**Directions**.
Report every line below that has the string "hair" in it.

**Input data**.
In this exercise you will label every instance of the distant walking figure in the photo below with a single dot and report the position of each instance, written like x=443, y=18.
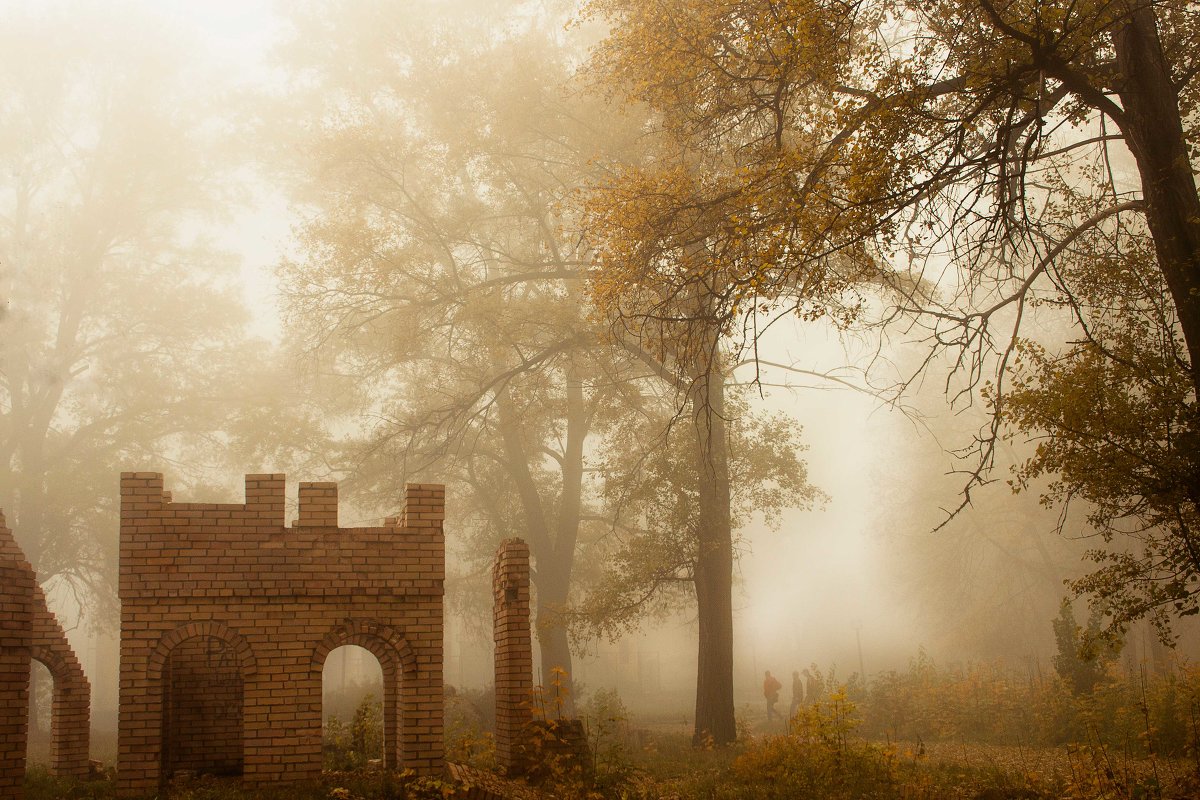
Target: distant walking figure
x=771, y=687
x=814, y=687
x=797, y=695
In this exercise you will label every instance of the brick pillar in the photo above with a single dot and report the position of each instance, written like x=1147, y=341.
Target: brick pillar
x=514, y=653
x=16, y=641
x=423, y=696
x=71, y=705
x=139, y=714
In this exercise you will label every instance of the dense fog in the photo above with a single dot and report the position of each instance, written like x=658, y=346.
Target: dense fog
x=349, y=241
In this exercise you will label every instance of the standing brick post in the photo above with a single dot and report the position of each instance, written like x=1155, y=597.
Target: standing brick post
x=16, y=645
x=514, y=654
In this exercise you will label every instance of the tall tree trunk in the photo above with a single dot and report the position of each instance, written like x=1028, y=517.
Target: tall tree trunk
x=552, y=536
x=714, y=563
x=1153, y=131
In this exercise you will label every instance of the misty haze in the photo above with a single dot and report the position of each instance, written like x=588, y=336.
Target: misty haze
x=599, y=398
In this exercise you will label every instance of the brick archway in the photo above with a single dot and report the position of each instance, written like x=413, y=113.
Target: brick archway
x=172, y=639
x=201, y=671
x=399, y=665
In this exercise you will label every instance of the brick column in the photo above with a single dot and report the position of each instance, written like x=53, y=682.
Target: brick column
x=71, y=705
x=139, y=715
x=424, y=693
x=514, y=653
x=16, y=639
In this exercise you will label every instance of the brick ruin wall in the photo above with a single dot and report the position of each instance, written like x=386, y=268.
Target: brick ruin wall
x=514, y=654
x=30, y=632
x=227, y=617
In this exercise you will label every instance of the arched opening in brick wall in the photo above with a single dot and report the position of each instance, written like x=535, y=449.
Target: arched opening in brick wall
x=352, y=691
x=396, y=662
x=41, y=698
x=60, y=699
x=203, y=690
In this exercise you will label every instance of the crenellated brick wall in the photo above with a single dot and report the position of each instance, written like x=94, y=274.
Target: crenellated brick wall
x=227, y=617
x=29, y=631
x=514, y=654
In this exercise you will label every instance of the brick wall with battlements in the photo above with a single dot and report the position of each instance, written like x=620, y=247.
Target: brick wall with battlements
x=514, y=654
x=227, y=617
x=30, y=632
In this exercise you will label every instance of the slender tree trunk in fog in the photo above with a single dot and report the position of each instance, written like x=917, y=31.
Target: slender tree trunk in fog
x=552, y=533
x=1153, y=126
x=714, y=563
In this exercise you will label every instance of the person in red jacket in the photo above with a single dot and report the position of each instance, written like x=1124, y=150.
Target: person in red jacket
x=771, y=687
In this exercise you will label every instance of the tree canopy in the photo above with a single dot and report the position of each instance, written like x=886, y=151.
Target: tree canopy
x=948, y=164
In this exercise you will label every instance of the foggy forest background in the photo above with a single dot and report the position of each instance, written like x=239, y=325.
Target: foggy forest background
x=379, y=242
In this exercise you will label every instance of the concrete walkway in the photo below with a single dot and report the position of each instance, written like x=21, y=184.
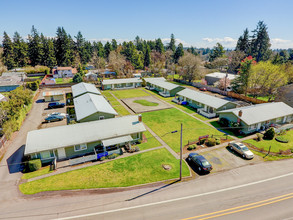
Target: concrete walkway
x=76, y=167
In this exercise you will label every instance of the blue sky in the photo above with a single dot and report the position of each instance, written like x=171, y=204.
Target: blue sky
x=193, y=22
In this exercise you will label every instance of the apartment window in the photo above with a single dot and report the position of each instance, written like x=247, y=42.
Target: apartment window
x=80, y=147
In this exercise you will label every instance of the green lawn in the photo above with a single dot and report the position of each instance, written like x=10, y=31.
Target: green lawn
x=40, y=172
x=275, y=145
x=63, y=80
x=165, y=121
x=130, y=93
x=115, y=104
x=146, y=102
x=151, y=142
x=134, y=170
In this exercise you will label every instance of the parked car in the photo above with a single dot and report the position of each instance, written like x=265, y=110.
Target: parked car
x=241, y=149
x=200, y=161
x=56, y=105
x=54, y=118
x=57, y=113
x=203, y=89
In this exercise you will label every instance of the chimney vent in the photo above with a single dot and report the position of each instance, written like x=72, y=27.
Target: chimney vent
x=240, y=113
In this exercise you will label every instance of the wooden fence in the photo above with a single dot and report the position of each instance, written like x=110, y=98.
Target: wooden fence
x=221, y=92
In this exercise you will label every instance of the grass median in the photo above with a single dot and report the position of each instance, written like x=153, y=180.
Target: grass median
x=133, y=170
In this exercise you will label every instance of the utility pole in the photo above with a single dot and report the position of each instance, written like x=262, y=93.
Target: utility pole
x=181, y=154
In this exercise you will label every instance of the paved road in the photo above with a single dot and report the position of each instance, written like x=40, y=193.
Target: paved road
x=204, y=194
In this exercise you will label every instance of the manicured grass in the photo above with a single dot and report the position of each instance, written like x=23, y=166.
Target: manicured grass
x=164, y=121
x=151, y=142
x=115, y=104
x=63, y=80
x=276, y=146
x=130, y=93
x=146, y=102
x=134, y=170
x=40, y=172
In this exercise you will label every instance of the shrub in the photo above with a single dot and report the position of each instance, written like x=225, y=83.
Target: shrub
x=282, y=139
x=259, y=136
x=270, y=134
x=34, y=164
x=211, y=142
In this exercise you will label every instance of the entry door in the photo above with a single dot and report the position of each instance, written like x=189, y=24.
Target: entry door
x=61, y=153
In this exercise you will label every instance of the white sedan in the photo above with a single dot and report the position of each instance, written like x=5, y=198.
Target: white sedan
x=241, y=149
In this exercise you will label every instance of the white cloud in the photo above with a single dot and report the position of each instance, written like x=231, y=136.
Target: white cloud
x=278, y=43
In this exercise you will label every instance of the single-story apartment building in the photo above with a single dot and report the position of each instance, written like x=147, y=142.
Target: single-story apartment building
x=211, y=78
x=83, y=88
x=258, y=117
x=64, y=72
x=128, y=83
x=205, y=104
x=91, y=138
x=52, y=96
x=91, y=107
x=11, y=80
x=164, y=88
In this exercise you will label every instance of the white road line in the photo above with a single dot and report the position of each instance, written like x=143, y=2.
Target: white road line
x=177, y=199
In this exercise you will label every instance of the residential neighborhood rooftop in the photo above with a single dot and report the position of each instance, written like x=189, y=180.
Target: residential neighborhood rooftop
x=80, y=133
x=261, y=112
x=200, y=97
x=119, y=81
x=82, y=88
x=88, y=104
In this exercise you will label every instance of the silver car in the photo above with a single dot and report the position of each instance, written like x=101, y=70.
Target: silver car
x=241, y=149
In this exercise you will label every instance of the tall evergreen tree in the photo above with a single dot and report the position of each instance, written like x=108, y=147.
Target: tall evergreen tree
x=34, y=47
x=8, y=51
x=179, y=52
x=114, y=44
x=20, y=50
x=107, y=49
x=64, y=48
x=48, y=58
x=260, y=43
x=159, y=46
x=171, y=45
x=243, y=43
x=147, y=56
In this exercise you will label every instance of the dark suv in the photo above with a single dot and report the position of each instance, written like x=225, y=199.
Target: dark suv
x=200, y=161
x=56, y=105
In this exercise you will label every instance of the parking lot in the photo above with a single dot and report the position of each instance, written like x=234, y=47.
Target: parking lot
x=44, y=111
x=225, y=159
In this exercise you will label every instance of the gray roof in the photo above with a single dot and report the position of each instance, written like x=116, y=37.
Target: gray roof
x=262, y=112
x=88, y=104
x=203, y=98
x=82, y=88
x=165, y=85
x=119, y=81
x=154, y=79
x=80, y=133
x=219, y=75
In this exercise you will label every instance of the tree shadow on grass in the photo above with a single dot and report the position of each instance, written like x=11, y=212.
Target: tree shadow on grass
x=14, y=162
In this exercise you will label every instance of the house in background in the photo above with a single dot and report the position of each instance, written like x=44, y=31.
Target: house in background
x=212, y=78
x=63, y=72
x=128, y=83
x=205, y=104
x=51, y=96
x=92, y=139
x=164, y=88
x=11, y=80
x=91, y=107
x=83, y=88
x=258, y=117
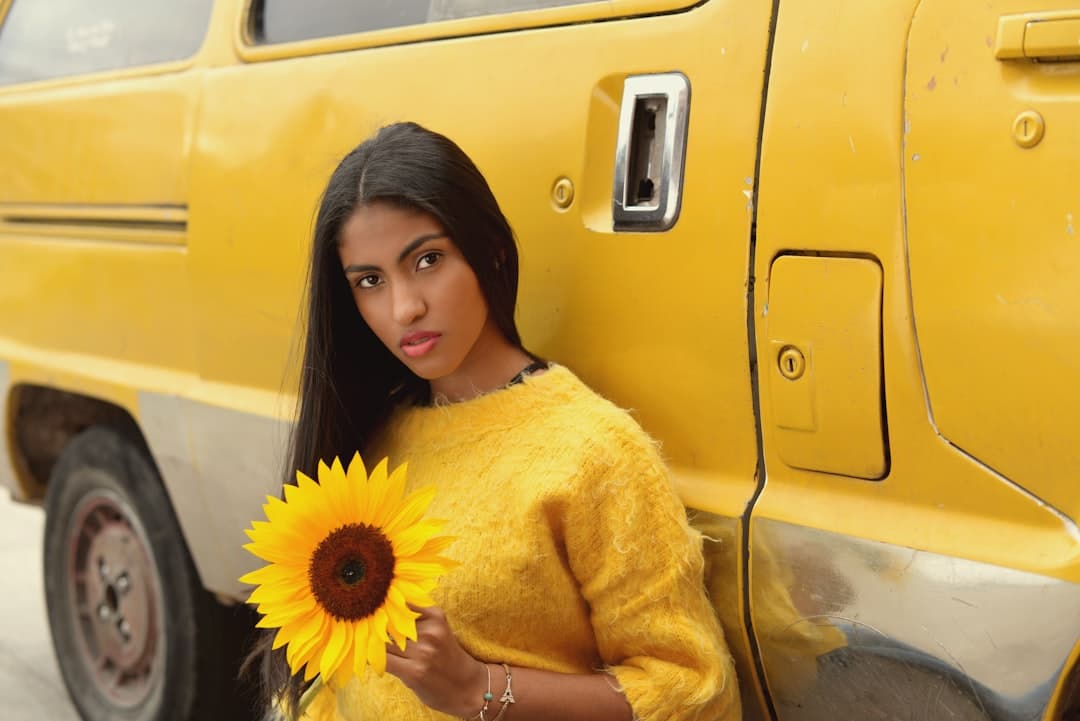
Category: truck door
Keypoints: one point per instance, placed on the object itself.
(642, 290)
(913, 553)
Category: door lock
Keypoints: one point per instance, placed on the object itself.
(792, 363)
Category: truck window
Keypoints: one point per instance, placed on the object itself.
(58, 38)
(286, 21)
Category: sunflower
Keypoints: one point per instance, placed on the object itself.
(347, 557)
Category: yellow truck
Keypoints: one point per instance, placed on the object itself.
(827, 250)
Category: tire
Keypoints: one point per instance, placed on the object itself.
(136, 636)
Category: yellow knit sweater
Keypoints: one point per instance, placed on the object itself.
(576, 555)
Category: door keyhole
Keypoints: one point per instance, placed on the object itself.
(792, 363)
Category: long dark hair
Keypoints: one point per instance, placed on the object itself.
(350, 381)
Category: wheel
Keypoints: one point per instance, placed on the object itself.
(136, 636)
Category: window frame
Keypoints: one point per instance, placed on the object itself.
(250, 51)
(126, 72)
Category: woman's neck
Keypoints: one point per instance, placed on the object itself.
(491, 363)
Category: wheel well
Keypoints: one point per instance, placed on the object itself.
(1070, 701)
(45, 419)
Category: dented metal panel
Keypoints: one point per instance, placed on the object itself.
(850, 628)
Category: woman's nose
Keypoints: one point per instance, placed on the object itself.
(408, 304)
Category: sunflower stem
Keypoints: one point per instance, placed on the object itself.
(309, 696)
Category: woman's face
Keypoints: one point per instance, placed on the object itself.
(414, 288)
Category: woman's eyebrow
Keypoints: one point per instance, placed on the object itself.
(413, 245)
(417, 243)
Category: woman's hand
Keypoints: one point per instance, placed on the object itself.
(437, 669)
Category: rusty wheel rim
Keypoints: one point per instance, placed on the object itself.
(115, 597)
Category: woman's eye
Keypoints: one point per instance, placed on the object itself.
(367, 281)
(428, 259)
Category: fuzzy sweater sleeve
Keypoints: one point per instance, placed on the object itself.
(639, 567)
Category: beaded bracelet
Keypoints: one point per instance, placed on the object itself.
(487, 698)
(508, 695)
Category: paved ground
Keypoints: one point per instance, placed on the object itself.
(30, 687)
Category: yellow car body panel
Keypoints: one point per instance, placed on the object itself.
(856, 342)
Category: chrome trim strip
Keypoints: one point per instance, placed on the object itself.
(850, 628)
(7, 462)
(153, 225)
(218, 465)
(675, 89)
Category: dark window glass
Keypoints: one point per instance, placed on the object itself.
(42, 39)
(285, 21)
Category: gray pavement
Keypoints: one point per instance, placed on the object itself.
(30, 685)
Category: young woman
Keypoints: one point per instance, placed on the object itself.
(580, 585)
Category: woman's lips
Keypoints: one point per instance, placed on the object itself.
(418, 343)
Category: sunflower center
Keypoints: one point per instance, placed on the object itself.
(351, 570)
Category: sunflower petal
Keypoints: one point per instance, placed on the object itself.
(356, 476)
(415, 593)
(377, 491)
(377, 642)
(392, 497)
(413, 539)
(410, 511)
(335, 649)
(417, 571)
(401, 620)
(360, 647)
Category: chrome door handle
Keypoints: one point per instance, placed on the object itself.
(650, 151)
(1050, 36)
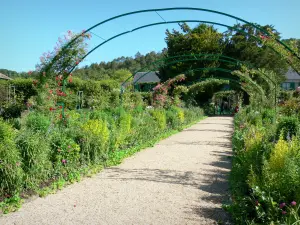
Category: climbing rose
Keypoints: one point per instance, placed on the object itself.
(281, 205)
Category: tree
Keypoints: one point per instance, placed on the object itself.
(249, 48)
(203, 39)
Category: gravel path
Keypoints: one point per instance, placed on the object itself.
(181, 180)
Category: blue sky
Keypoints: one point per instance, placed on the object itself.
(30, 28)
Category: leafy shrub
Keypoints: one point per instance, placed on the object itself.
(96, 136)
(65, 153)
(35, 151)
(37, 122)
(287, 127)
(291, 107)
(10, 161)
(160, 118)
(268, 116)
(192, 114)
(175, 117)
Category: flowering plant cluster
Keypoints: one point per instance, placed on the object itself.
(292, 57)
(161, 97)
(55, 69)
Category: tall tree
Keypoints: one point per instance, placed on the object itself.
(203, 39)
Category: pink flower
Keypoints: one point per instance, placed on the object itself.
(281, 205)
(293, 203)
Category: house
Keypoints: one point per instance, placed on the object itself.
(4, 77)
(292, 80)
(145, 81)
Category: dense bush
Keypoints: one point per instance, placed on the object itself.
(287, 127)
(35, 153)
(10, 161)
(44, 150)
(265, 174)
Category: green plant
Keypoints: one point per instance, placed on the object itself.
(37, 122)
(36, 162)
(95, 141)
(287, 127)
(11, 204)
(10, 161)
(160, 118)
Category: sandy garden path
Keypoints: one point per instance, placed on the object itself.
(181, 180)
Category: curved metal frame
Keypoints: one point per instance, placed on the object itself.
(170, 22)
(193, 57)
(193, 9)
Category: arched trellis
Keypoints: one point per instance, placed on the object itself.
(258, 27)
(252, 83)
(190, 57)
(194, 58)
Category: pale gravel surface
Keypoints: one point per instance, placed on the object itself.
(181, 180)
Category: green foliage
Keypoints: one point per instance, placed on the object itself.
(160, 117)
(287, 127)
(35, 152)
(37, 122)
(10, 161)
(175, 117)
(265, 175)
(95, 141)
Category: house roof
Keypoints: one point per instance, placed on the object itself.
(292, 75)
(4, 77)
(142, 77)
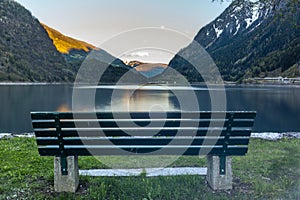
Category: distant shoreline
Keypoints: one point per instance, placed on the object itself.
(159, 84)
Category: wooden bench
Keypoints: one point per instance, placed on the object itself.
(219, 135)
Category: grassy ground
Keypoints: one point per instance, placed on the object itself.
(270, 170)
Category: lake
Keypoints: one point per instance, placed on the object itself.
(277, 107)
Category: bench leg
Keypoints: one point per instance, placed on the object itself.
(66, 183)
(214, 179)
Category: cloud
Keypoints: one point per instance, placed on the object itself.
(138, 54)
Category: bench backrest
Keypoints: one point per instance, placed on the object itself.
(171, 133)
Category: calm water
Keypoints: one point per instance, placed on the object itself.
(278, 108)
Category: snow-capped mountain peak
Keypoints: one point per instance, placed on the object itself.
(240, 17)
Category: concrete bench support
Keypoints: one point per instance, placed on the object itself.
(214, 179)
(66, 183)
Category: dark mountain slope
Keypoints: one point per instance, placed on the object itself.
(249, 39)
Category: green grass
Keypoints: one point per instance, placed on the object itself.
(270, 170)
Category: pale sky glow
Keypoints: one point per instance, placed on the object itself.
(96, 21)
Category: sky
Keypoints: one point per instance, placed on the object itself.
(97, 21)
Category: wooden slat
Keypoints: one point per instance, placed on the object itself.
(141, 141)
(120, 133)
(144, 115)
(169, 150)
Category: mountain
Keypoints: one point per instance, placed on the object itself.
(70, 48)
(249, 39)
(26, 52)
(148, 70)
(33, 52)
(78, 53)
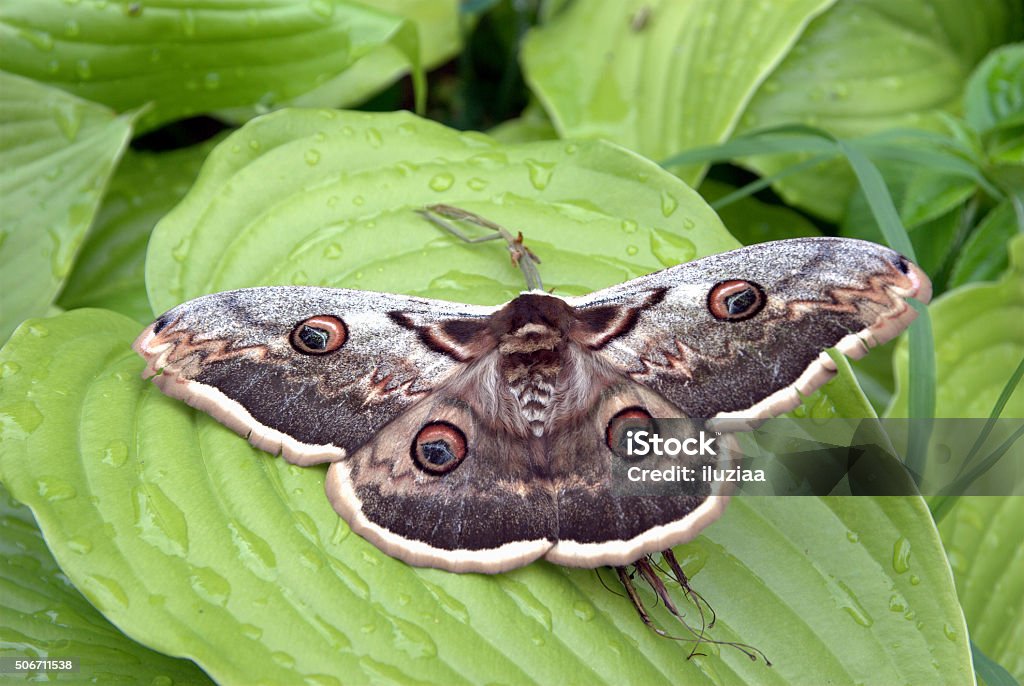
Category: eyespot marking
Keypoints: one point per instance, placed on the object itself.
(735, 300)
(624, 421)
(320, 335)
(438, 447)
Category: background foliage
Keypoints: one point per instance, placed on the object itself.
(152, 152)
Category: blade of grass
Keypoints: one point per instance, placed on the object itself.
(990, 672)
(942, 505)
(765, 181)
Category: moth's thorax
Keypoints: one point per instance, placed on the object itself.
(531, 333)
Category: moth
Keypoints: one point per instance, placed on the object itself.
(478, 438)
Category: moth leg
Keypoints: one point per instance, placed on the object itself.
(437, 215)
(631, 592)
(648, 571)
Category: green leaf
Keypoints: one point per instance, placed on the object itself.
(193, 56)
(753, 221)
(979, 340)
(995, 91)
(42, 615)
(681, 80)
(439, 40)
(984, 255)
(865, 67)
(56, 154)
(111, 266)
(198, 545)
(984, 539)
(305, 197)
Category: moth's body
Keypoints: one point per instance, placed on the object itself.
(480, 438)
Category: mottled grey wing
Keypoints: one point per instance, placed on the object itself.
(741, 335)
(241, 356)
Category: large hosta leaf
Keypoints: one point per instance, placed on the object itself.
(43, 615)
(984, 539)
(110, 269)
(327, 198)
(56, 154)
(192, 56)
(662, 77)
(979, 334)
(871, 65)
(437, 26)
(199, 546)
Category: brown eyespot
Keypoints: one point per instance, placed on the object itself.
(625, 422)
(735, 300)
(438, 447)
(320, 335)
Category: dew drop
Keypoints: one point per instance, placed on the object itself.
(669, 204)
(83, 69)
(413, 640)
(210, 586)
(322, 7)
(670, 248)
(540, 173)
(188, 23)
(80, 545)
(40, 39)
(18, 420)
(116, 454)
(350, 579)
(441, 182)
(104, 593)
(583, 610)
(901, 555)
(846, 599)
(251, 632)
(527, 602)
(311, 560)
(374, 137)
(452, 606)
(159, 520)
(180, 251)
(341, 531)
(54, 489)
(253, 550)
(321, 680)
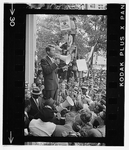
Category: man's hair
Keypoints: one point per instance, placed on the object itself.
(70, 118)
(27, 102)
(48, 48)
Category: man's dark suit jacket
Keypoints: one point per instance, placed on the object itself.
(34, 111)
(50, 74)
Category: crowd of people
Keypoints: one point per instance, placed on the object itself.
(86, 118)
(60, 102)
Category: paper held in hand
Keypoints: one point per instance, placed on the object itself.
(65, 23)
(81, 64)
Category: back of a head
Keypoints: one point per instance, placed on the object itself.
(86, 116)
(46, 114)
(70, 117)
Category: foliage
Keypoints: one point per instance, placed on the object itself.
(90, 29)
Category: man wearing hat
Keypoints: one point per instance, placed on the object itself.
(49, 67)
(35, 93)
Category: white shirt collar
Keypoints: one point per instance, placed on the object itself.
(50, 58)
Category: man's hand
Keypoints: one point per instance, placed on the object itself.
(57, 61)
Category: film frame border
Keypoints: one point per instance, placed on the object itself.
(14, 85)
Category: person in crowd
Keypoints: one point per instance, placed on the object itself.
(35, 93)
(69, 120)
(100, 131)
(39, 79)
(43, 125)
(26, 117)
(49, 67)
(73, 27)
(99, 120)
(86, 124)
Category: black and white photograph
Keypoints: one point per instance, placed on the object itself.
(66, 83)
(65, 93)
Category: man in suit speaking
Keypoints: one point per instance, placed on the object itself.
(49, 67)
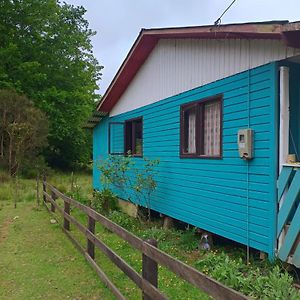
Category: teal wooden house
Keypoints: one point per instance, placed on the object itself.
(219, 106)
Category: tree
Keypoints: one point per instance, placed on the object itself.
(23, 130)
(46, 53)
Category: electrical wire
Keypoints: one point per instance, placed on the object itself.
(218, 21)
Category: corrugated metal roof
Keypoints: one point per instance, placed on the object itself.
(148, 38)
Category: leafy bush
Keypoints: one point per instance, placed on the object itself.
(105, 201)
(124, 220)
(77, 194)
(159, 234)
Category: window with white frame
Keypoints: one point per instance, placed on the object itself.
(201, 128)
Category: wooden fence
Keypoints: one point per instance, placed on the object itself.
(151, 255)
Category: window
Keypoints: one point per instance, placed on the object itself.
(134, 137)
(201, 128)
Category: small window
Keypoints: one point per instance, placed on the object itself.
(201, 126)
(134, 137)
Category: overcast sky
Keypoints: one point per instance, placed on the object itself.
(118, 22)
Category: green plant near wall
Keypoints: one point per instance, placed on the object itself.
(133, 183)
(104, 201)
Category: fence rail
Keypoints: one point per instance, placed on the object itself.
(151, 255)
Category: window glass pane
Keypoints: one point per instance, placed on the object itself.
(212, 122)
(138, 137)
(128, 137)
(189, 130)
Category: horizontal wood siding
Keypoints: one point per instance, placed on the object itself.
(216, 195)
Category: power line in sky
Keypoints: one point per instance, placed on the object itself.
(218, 21)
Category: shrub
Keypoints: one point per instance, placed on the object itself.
(104, 201)
(124, 220)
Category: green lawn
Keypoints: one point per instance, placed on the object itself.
(38, 262)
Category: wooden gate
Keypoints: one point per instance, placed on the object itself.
(288, 224)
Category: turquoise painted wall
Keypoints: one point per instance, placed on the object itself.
(229, 197)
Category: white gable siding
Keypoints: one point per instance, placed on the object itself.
(179, 65)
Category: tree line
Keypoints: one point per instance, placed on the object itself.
(48, 79)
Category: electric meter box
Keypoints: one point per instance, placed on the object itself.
(245, 143)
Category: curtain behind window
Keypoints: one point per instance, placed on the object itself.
(212, 129)
(192, 131)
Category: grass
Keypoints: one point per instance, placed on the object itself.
(37, 262)
(260, 280)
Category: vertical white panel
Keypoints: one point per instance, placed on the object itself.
(175, 66)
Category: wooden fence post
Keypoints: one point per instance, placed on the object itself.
(67, 211)
(44, 187)
(38, 189)
(150, 269)
(54, 197)
(91, 245)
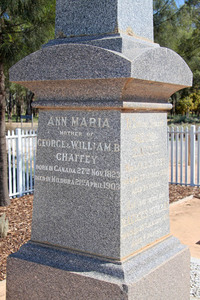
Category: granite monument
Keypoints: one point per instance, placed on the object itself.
(100, 226)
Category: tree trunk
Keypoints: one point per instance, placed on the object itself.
(4, 198)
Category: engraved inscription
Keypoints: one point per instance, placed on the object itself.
(79, 144)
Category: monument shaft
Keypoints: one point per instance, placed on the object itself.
(101, 209)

**Written solution**.
Category: long dark hair
Category: man's hair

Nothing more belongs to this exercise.